▸ INFORMATION SUPPLIED

[start]

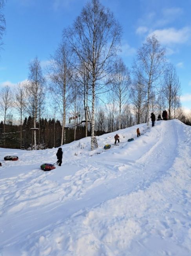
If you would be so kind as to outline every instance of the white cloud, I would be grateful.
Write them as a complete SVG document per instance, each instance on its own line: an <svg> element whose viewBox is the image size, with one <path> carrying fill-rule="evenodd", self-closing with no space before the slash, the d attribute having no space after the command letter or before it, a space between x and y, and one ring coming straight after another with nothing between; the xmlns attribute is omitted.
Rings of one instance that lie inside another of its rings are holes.
<svg viewBox="0 0 191 256"><path fill-rule="evenodd" d="M162 17L154 23L156 26L164 26L174 22L183 14L182 9L180 8L170 8L162 10Z"/></svg>
<svg viewBox="0 0 191 256"><path fill-rule="evenodd" d="M136 34L140 35L141 34L144 34L148 31L148 28L144 26L141 26L136 29Z"/></svg>
<svg viewBox="0 0 191 256"><path fill-rule="evenodd" d="M184 68L184 63L183 62L179 62L177 63L176 66L178 68L182 69Z"/></svg>
<svg viewBox="0 0 191 256"><path fill-rule="evenodd" d="M136 51L135 48L131 47L127 43L124 43L122 45L121 52L119 53L120 55L123 56L130 56L135 54Z"/></svg>
<svg viewBox="0 0 191 256"><path fill-rule="evenodd" d="M149 36L155 34L159 41L162 44L182 44L188 41L191 37L191 30L189 27L185 27L179 30L174 28L156 30L150 33Z"/></svg>
<svg viewBox="0 0 191 256"><path fill-rule="evenodd" d="M182 14L183 11L181 8L167 8L162 10L162 13L165 17L176 18L177 16Z"/></svg>

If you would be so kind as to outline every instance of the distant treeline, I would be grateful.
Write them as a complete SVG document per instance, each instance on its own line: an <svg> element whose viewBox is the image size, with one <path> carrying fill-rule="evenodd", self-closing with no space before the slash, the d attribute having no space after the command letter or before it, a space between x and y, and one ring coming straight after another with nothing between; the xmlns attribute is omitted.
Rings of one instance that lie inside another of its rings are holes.
<svg viewBox="0 0 191 256"><path fill-rule="evenodd" d="M33 128L32 118L29 116L25 117L22 125L22 143L21 148L31 150L31 145L33 145L33 132L31 128ZM37 127L39 127L37 122ZM0 123L0 147L9 148L20 148L20 126L13 125L11 122L5 124L5 133L4 133L4 124ZM41 118L40 127L36 130L37 149L52 148L60 147L61 145L62 126L59 120L54 119ZM74 140L75 128L65 129L66 143L70 143ZM85 137L85 126L82 125L76 127L76 140ZM104 131L97 131L96 135L105 133ZM88 131L88 136L91 135L91 131ZM39 146L38 146L39 145Z"/></svg>

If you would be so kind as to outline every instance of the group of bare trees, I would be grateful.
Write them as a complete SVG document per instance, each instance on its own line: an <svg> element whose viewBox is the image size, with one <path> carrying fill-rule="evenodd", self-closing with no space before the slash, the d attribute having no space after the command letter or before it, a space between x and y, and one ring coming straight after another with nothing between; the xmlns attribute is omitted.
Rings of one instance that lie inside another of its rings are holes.
<svg viewBox="0 0 191 256"><path fill-rule="evenodd" d="M0 27L0 40L4 28ZM130 70L117 56L121 36L122 28L113 13L99 0L91 0L72 25L64 30L45 74L36 57L29 63L28 80L15 89L14 97L8 86L1 89L4 133L7 111L13 108L19 115L21 147L24 114L32 117L31 147L34 145L35 149L37 144L39 147L40 130L40 122L36 127L36 121L44 108L54 113L55 120L56 115L61 117L61 145L66 142L67 119L71 115L77 117L75 127L78 115L81 120L83 117L86 136L91 124L91 150L96 130L113 132L148 123L151 112L161 114L163 109L168 110L169 119L177 117L180 83L175 67L166 62L165 49L155 35L148 37L138 49Z"/></svg>

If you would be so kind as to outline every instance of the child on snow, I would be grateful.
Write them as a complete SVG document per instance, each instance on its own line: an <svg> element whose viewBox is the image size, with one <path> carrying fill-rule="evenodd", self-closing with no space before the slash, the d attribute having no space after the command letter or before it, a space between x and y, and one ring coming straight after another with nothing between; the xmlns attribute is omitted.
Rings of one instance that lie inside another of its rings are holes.
<svg viewBox="0 0 191 256"><path fill-rule="evenodd" d="M56 153L57 159L58 159L57 163L59 166L61 166L62 163L62 160L63 154L63 152L62 150L62 148L59 148Z"/></svg>
<svg viewBox="0 0 191 256"><path fill-rule="evenodd" d="M137 128L136 129L136 133L137 134L137 137L138 137L139 135L140 136L140 131L139 130L139 128Z"/></svg>
<svg viewBox="0 0 191 256"><path fill-rule="evenodd" d="M117 141L119 143L119 136L117 134L116 134L116 135L115 135L114 136L114 139L115 139L115 144L116 144L116 142L117 142Z"/></svg>

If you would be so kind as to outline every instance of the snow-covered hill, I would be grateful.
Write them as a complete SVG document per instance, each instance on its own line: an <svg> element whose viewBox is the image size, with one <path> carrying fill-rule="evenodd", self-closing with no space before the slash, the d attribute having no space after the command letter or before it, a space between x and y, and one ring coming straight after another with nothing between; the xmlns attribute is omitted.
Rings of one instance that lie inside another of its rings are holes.
<svg viewBox="0 0 191 256"><path fill-rule="evenodd" d="M0 148L0 256L191 255L191 127L117 132L123 143L107 150L116 132L93 152L89 138L63 146L50 172L40 166L57 148Z"/></svg>

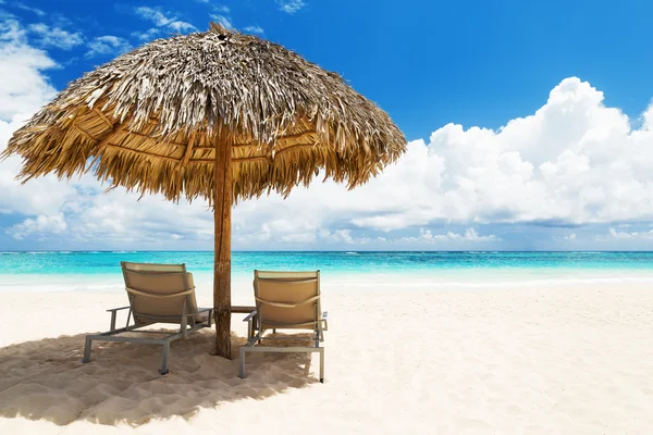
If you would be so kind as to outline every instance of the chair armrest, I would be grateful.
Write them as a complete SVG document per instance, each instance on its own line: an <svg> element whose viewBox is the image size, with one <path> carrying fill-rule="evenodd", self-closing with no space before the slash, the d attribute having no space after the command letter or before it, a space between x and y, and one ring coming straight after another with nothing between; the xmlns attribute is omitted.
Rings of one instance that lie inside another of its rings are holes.
<svg viewBox="0 0 653 435"><path fill-rule="evenodd" d="M256 315L256 310L254 310L252 312L247 314L247 316L245 319L243 319L243 322L249 322L249 320L251 320L251 318L254 318L255 315Z"/></svg>
<svg viewBox="0 0 653 435"><path fill-rule="evenodd" d="M202 313L202 312L208 312L209 313L209 327L211 327L211 322L212 322L212 316L213 316L213 309L212 308L197 308L197 313ZM195 314L193 314L195 315Z"/></svg>
<svg viewBox="0 0 653 435"><path fill-rule="evenodd" d="M127 307L120 307L120 308L110 308L110 309L107 310L107 312L116 312L116 311L120 311L120 310L126 310L128 308L131 308L131 307L127 306Z"/></svg>

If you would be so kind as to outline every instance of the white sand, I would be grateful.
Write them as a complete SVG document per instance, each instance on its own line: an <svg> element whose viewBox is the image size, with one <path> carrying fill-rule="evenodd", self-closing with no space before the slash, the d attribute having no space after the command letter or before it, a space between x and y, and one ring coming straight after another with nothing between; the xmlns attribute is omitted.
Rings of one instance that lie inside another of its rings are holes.
<svg viewBox="0 0 653 435"><path fill-rule="evenodd" d="M82 364L122 293L0 293L0 433L651 433L650 285L324 287L323 385L317 356L252 356L242 381L210 333L175 341L165 376L157 347Z"/></svg>

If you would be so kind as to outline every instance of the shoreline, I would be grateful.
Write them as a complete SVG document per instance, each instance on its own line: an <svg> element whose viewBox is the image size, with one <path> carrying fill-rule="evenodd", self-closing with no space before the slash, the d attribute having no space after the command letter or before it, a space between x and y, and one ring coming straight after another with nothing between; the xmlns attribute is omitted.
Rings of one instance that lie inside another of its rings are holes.
<svg viewBox="0 0 653 435"><path fill-rule="evenodd" d="M190 271L193 272L193 271ZM471 273L470 273L471 272ZM211 272L194 272L199 289L212 288ZM251 275L232 275L234 291L251 289ZM653 271L641 270L473 270L473 271L418 271L414 273L322 272L323 288L513 288L523 286L552 287L591 284L643 284L653 283ZM123 291L120 273L32 273L0 274L0 293L5 291Z"/></svg>
<svg viewBox="0 0 653 435"><path fill-rule="evenodd" d="M212 301L204 288L197 298ZM234 304L252 299L250 288L233 294ZM653 426L648 283L366 289L326 282L324 384L315 377L317 357L301 355L252 356L239 380L246 325L236 315L232 361L210 355L214 332L205 330L173 344L165 376L150 346L98 346L82 364L85 334L104 331L104 310L125 300L124 290L0 291L8 325L29 319L0 333L0 432L208 433L217 421L226 433L260 431L261 421L270 433L320 434Z"/></svg>

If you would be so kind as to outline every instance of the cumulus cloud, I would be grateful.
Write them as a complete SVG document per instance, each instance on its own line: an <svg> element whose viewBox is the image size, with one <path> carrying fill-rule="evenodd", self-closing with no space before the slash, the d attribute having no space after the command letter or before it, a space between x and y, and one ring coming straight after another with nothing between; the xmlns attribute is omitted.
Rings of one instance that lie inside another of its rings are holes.
<svg viewBox="0 0 653 435"><path fill-rule="evenodd" d="M122 54L132 49L132 45L125 38L114 35L104 35L94 38L88 42L87 58Z"/></svg>
<svg viewBox="0 0 653 435"><path fill-rule="evenodd" d="M170 28L165 23L175 18L162 16L152 20ZM27 32L12 20L0 23L0 150L56 94L44 72L58 65L28 45ZM97 52L124 49L118 37L91 42ZM601 91L570 77L533 114L502 128L447 124L429 140L409 142L396 164L353 191L316 181L286 200L272 195L239 203L234 247L448 248L504 243L486 224L653 222L652 127L653 109L631 122L606 107ZM15 239L50 234L52 244L65 239L81 247L211 247L206 202L174 204L159 196L138 201L121 188L99 195L91 175L67 184L42 177L19 185L13 177L20 163L17 158L0 163L0 213L20 216L21 223L3 228ZM612 228L604 239L649 237L653 233ZM576 234L562 238L574 240Z"/></svg>
<svg viewBox="0 0 653 435"><path fill-rule="evenodd" d="M63 233L65 228L66 223L63 214L39 214L36 219L26 219L20 224L13 225L7 233L16 240L22 240L32 235L45 239L50 235Z"/></svg>
<svg viewBox="0 0 653 435"><path fill-rule="evenodd" d="M54 97L56 90L44 75L54 67L57 63L45 51L27 44L26 32L17 21L0 22L0 120L28 115ZM2 130L7 129L3 124Z"/></svg>
<svg viewBox="0 0 653 435"><path fill-rule="evenodd" d="M50 27L44 23L30 24L28 29L32 34L37 36L36 42L42 47L71 50L84 44L82 34L77 32L71 33L60 27Z"/></svg>
<svg viewBox="0 0 653 435"><path fill-rule="evenodd" d="M171 16L155 8L138 7L135 9L136 14L144 20L149 20L159 27L168 27L176 33L195 32L197 27L185 21L178 20L176 16Z"/></svg>
<svg viewBox="0 0 653 435"><path fill-rule="evenodd" d="M248 32L250 34L258 34L258 35L263 34L263 28L261 26L247 26L247 27L244 27L243 30Z"/></svg>
<svg viewBox="0 0 653 435"><path fill-rule="evenodd" d="M17 8L17 9L22 9L23 11L32 12L32 13L38 15L38 16L46 16L46 13L41 9L33 8L33 7L29 7L29 5L25 4L25 3L15 2L15 3L13 3L13 7Z"/></svg>
<svg viewBox="0 0 653 435"><path fill-rule="evenodd" d="M149 41L155 39L161 34L161 29L157 27L148 28L144 32L132 32L132 36L138 38L141 41Z"/></svg>
<svg viewBox="0 0 653 435"><path fill-rule="evenodd" d="M404 237L401 241L408 243L429 243L435 244L439 241L468 241L468 243L490 243L501 240L494 234L481 236L475 228L467 228L465 234L448 232L446 234L432 234L430 229L420 228L419 236Z"/></svg>
<svg viewBox="0 0 653 435"><path fill-rule="evenodd" d="M220 23L220 25L222 25L222 27L226 28L227 30L234 30L235 27L231 21L231 18L229 16L225 15L219 15L219 14L211 14L211 18L218 23Z"/></svg>
<svg viewBox="0 0 653 435"><path fill-rule="evenodd" d="M303 0L276 0L276 4L279 4L281 11L289 14L294 14L306 7Z"/></svg>
<svg viewBox="0 0 653 435"><path fill-rule="evenodd" d="M596 240L650 240L653 239L653 229L648 232L620 232L611 227L607 235L597 235Z"/></svg>

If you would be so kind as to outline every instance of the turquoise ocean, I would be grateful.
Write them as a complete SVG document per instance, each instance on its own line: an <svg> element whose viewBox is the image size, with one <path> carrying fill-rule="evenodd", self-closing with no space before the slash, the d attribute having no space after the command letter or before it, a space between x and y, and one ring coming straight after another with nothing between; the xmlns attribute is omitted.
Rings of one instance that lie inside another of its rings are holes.
<svg viewBox="0 0 653 435"><path fill-rule="evenodd" d="M213 253L202 251L0 252L2 289L102 289L120 287L121 261L185 263L200 282L211 279ZM252 271L320 270L325 283L374 286L501 284L523 281L637 279L653 282L653 252L505 251L235 251L235 282ZM74 286L71 286L74 283ZM391 285L391 284L389 284Z"/></svg>

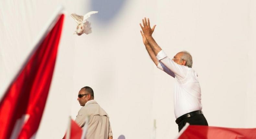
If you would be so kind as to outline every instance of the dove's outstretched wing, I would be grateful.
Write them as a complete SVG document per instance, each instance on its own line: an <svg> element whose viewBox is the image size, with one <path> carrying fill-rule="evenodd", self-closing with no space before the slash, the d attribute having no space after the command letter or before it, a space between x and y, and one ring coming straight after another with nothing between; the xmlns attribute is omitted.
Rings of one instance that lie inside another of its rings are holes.
<svg viewBox="0 0 256 139"><path fill-rule="evenodd" d="M84 19L83 21L83 22L85 23L86 21L86 19L91 16L91 15L93 14L96 14L96 13L98 13L98 11L91 11L88 12L84 16Z"/></svg>
<svg viewBox="0 0 256 139"><path fill-rule="evenodd" d="M76 22L77 24L81 24L83 23L83 19L84 19L84 17L83 16L76 15L75 13L72 14L70 15L71 16L71 17L74 18L74 19L75 19L75 20L76 21Z"/></svg>

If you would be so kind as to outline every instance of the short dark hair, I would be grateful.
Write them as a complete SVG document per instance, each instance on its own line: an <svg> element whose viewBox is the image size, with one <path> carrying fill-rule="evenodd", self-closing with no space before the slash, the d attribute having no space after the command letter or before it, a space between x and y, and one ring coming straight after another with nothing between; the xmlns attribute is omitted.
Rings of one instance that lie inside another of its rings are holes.
<svg viewBox="0 0 256 139"><path fill-rule="evenodd" d="M89 87L89 86L85 86L84 87L81 88L81 90L85 89L85 91L90 94L91 96L92 96L93 98L94 97L94 93L93 93L93 90L92 89L92 88Z"/></svg>

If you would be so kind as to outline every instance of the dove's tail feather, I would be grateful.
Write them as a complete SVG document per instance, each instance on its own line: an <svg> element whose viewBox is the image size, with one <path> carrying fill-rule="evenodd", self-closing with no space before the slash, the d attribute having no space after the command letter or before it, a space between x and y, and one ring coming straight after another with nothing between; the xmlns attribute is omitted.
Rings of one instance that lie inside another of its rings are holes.
<svg viewBox="0 0 256 139"><path fill-rule="evenodd" d="M84 22L86 20L86 19L87 19L88 18L90 17L91 16L91 15L97 13L98 13L98 11L91 11L90 12L87 13L87 14L86 14L84 16L84 19L83 20L83 22Z"/></svg>

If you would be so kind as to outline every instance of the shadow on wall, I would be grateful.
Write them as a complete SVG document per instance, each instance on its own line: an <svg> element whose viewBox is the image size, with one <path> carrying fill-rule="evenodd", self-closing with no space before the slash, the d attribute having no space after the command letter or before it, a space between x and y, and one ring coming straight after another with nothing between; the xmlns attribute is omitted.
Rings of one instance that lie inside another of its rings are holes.
<svg viewBox="0 0 256 139"><path fill-rule="evenodd" d="M95 18L103 24L108 24L118 13L126 0L92 0L91 10L98 11Z"/></svg>
<svg viewBox="0 0 256 139"><path fill-rule="evenodd" d="M125 137L123 135L121 135L119 136L117 139L125 139Z"/></svg>

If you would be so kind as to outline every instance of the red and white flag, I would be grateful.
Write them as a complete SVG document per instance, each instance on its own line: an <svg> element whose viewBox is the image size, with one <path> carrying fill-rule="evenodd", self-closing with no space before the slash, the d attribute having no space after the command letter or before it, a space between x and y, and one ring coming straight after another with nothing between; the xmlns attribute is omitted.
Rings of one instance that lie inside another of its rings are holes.
<svg viewBox="0 0 256 139"><path fill-rule="evenodd" d="M186 124L177 138L255 139L256 128L233 128Z"/></svg>
<svg viewBox="0 0 256 139"><path fill-rule="evenodd" d="M83 130L79 125L70 118L68 122L67 133L65 135L64 139L80 139L81 138Z"/></svg>
<svg viewBox="0 0 256 139"><path fill-rule="evenodd" d="M0 102L0 139L34 137L51 85L64 15L58 14Z"/></svg>
<svg viewBox="0 0 256 139"><path fill-rule="evenodd" d="M85 118L85 123L83 129L70 117L67 133L64 139L86 139L89 121L89 116Z"/></svg>

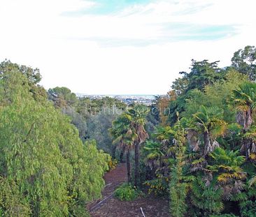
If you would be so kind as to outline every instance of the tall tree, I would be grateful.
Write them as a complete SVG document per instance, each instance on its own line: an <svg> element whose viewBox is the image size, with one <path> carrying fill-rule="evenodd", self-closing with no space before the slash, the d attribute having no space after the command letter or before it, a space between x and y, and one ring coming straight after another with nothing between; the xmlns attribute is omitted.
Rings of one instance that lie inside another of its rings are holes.
<svg viewBox="0 0 256 217"><path fill-rule="evenodd" d="M251 81L256 79L256 47L246 46L235 52L232 66L240 73L247 75Z"/></svg>
<svg viewBox="0 0 256 217"><path fill-rule="evenodd" d="M222 115L222 111L219 108L212 107L206 109L204 106L201 106L199 111L193 114L194 124L203 134L204 156L219 147L215 140L223 136L227 130L227 123L221 119Z"/></svg>
<svg viewBox="0 0 256 217"><path fill-rule="evenodd" d="M240 85L239 89L233 91L232 100L238 110L236 121L243 126L243 133L246 133L253 123L253 114L256 110L256 84L246 82ZM255 150L252 137L250 137L251 133L246 135L241 150L249 158L252 151L255 152Z"/></svg>
<svg viewBox="0 0 256 217"><path fill-rule="evenodd" d="M131 126L134 130L136 139L134 140L135 149L135 170L134 185L138 186L140 183L139 159L140 145L148 137L148 134L145 129L146 117L149 110L142 105L136 105L127 111L127 114L131 117Z"/></svg>

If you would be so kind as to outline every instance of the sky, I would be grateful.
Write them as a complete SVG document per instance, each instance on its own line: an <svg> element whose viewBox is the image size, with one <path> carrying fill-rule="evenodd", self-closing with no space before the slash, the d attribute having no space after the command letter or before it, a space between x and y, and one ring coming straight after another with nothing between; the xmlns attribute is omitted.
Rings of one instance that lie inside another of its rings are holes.
<svg viewBox="0 0 256 217"><path fill-rule="evenodd" d="M0 61L45 89L164 94L191 59L230 65L256 45L255 0L0 0Z"/></svg>

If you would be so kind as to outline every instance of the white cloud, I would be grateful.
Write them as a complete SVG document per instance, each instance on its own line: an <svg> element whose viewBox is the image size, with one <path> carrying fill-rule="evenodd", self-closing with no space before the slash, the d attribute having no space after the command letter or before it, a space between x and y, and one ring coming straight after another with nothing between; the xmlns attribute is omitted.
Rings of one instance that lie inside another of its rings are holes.
<svg viewBox="0 0 256 217"><path fill-rule="evenodd" d="M39 68L46 88L164 93L178 72L188 70L191 59L220 60L225 66L234 52L255 43L253 0L157 1L114 14L63 15L92 5L82 0L0 0L0 61ZM238 33L178 40L182 34L189 38L191 29L163 28L170 23L191 28L227 25ZM108 41L108 46L102 46Z"/></svg>

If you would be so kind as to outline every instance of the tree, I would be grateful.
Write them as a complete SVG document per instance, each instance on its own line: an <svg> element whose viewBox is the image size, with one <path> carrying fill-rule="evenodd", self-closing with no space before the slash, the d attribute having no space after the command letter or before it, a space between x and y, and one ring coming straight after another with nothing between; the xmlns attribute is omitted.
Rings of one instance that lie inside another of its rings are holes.
<svg viewBox="0 0 256 217"><path fill-rule="evenodd" d="M140 145L148 137L148 134L145 130L146 117L149 110L147 107L142 105L136 105L127 111L127 114L131 120L130 124L136 135L134 140L135 149L135 170L134 170L134 186L138 186L140 180L139 158Z"/></svg>
<svg viewBox="0 0 256 217"><path fill-rule="evenodd" d="M113 143L118 143L121 149L126 151L126 167L127 171L127 181L131 182L130 150L134 148L136 137L134 130L131 128L131 117L123 113L112 124L109 131L113 138Z"/></svg>
<svg viewBox="0 0 256 217"><path fill-rule="evenodd" d="M175 146L175 163L171 168L169 184L170 212L172 216L184 216L187 211L186 197L187 184L185 180L183 167L185 165L185 133L180 123L171 130Z"/></svg>
<svg viewBox="0 0 256 217"><path fill-rule="evenodd" d="M256 48L246 46L235 52L232 59L232 66L240 73L247 75L251 81L256 79Z"/></svg>
<svg viewBox="0 0 256 217"><path fill-rule="evenodd" d="M227 130L227 123L221 119L222 115L222 111L218 107L206 109L204 106L201 106L199 111L193 114L194 126L203 134L204 156L219 147L215 139L223 136Z"/></svg>
<svg viewBox="0 0 256 217"><path fill-rule="evenodd" d="M85 216L85 204L101 196L109 156L93 142L83 144L69 119L31 87L17 68L1 75L0 210L68 216L83 208L76 216Z"/></svg>
<svg viewBox="0 0 256 217"><path fill-rule="evenodd" d="M238 110L236 121L243 126L243 133L246 133L253 123L253 114L256 109L256 84L246 82L240 85L238 89L233 91L232 100ZM252 147L253 142L250 135L250 132L246 134L241 148L247 158L249 158L252 149L255 149Z"/></svg>

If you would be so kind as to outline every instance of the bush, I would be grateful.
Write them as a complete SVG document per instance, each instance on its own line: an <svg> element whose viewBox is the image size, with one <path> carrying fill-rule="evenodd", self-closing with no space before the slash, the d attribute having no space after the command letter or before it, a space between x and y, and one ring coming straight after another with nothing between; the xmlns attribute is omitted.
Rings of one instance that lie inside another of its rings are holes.
<svg viewBox="0 0 256 217"><path fill-rule="evenodd" d="M256 216L256 202L248 200L242 202L241 215L242 217L255 217Z"/></svg>
<svg viewBox="0 0 256 217"><path fill-rule="evenodd" d="M163 196L168 193L169 178L162 174L157 174L157 179L144 182L148 187L148 193L153 193L155 195Z"/></svg>
<svg viewBox="0 0 256 217"><path fill-rule="evenodd" d="M115 169L118 164L118 160L113 159L111 158L111 159L110 159L108 162L108 171L111 171L111 170Z"/></svg>
<svg viewBox="0 0 256 217"><path fill-rule="evenodd" d="M136 199L141 192L136 190L131 184L125 183L118 187L114 192L114 196L120 200L134 200Z"/></svg>

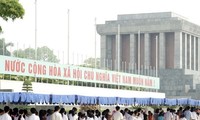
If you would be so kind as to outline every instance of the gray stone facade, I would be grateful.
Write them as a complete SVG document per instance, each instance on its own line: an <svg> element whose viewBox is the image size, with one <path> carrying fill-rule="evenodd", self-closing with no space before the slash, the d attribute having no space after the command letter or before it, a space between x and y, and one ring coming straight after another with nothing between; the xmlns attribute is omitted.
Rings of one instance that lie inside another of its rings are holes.
<svg viewBox="0 0 200 120"><path fill-rule="evenodd" d="M200 99L200 26L175 13L161 12L118 15L117 20L97 25L97 32L102 67L107 60L107 67L117 70L118 55L121 71L155 75L152 71L157 67L160 92L169 98Z"/></svg>

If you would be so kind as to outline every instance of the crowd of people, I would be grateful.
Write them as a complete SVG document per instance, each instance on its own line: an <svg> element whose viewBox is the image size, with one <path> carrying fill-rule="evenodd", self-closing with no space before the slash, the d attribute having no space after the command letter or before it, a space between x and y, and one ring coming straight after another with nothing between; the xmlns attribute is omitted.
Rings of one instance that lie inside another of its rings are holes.
<svg viewBox="0 0 200 120"><path fill-rule="evenodd" d="M39 111L35 108L27 111L5 106L4 109L0 109L0 120L200 120L200 109L187 106L184 109L179 107L177 110L159 108L151 112L141 108L122 110L116 106L113 111L106 109L100 112L99 110L78 111L73 107L67 113L59 106L55 106L54 110Z"/></svg>

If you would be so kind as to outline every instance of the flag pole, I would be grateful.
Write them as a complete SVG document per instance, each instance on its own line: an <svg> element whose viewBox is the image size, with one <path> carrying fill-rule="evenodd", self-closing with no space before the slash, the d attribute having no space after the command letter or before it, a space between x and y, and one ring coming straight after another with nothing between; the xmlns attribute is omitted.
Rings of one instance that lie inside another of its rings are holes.
<svg viewBox="0 0 200 120"><path fill-rule="evenodd" d="M68 36L67 36L67 64L69 65L69 9L68 9Z"/></svg>
<svg viewBox="0 0 200 120"><path fill-rule="evenodd" d="M140 30L138 31L138 74L140 74Z"/></svg>
<svg viewBox="0 0 200 120"><path fill-rule="evenodd" d="M97 65L97 58L96 58L96 43L97 43L97 40L96 40L96 17L94 19L94 30L95 30L95 34L94 34L94 68L96 68L96 65Z"/></svg>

[end]

Copy exactly the lines from the one containing "people, I would be grateful." through the last line of the records, both included, and nothing else.

If you would be so kind as to outline every instance of the crowd of people, I would be grateful.
Write them as a complete SVG document per instance, each instance on its own line: an <svg> element whose viewBox is the image size, with one <path> carrying fill-rule="evenodd", self-closing with no space before the slash, the d attribute having no space after the command letter or before it, a space between x and y, and one ring coming straight after another with nothing between; the xmlns attribute is omitted.
Rings of one instance that lie inside another of its rings are holes.
<svg viewBox="0 0 200 120"><path fill-rule="evenodd" d="M39 111L35 108L27 111L5 106L4 109L0 109L0 120L200 120L200 109L187 106L184 109L179 107L177 110L159 108L151 112L141 108L122 110L116 106L113 111L106 109L100 112L99 110L78 111L73 107L67 113L59 106L55 106L54 110Z"/></svg>

If you would be so kind as to outline every instance of the flag pole, I would be grateful.
Write them as a complete SVG document per instance, each instance on its own line: an <svg> element whose viewBox is the image size, with one <path> carrying fill-rule="evenodd", self-closing with no space before the slash, the d attribute having no space after the command letter or before it, a space between x and y, and one ring coming straight after another with nothing between; the xmlns attribute is omitted.
Rings of one instance that lie inside another of its rings are holes.
<svg viewBox="0 0 200 120"><path fill-rule="evenodd" d="M68 36L67 36L67 64L69 65L69 9L68 9Z"/></svg>
<svg viewBox="0 0 200 120"><path fill-rule="evenodd" d="M140 30L138 31L138 74L140 74Z"/></svg>
<svg viewBox="0 0 200 120"><path fill-rule="evenodd" d="M97 65L97 58L96 58L96 43L97 43L97 40L96 40L96 17L94 19L94 30L95 30L95 34L94 34L94 68L96 68L96 65Z"/></svg>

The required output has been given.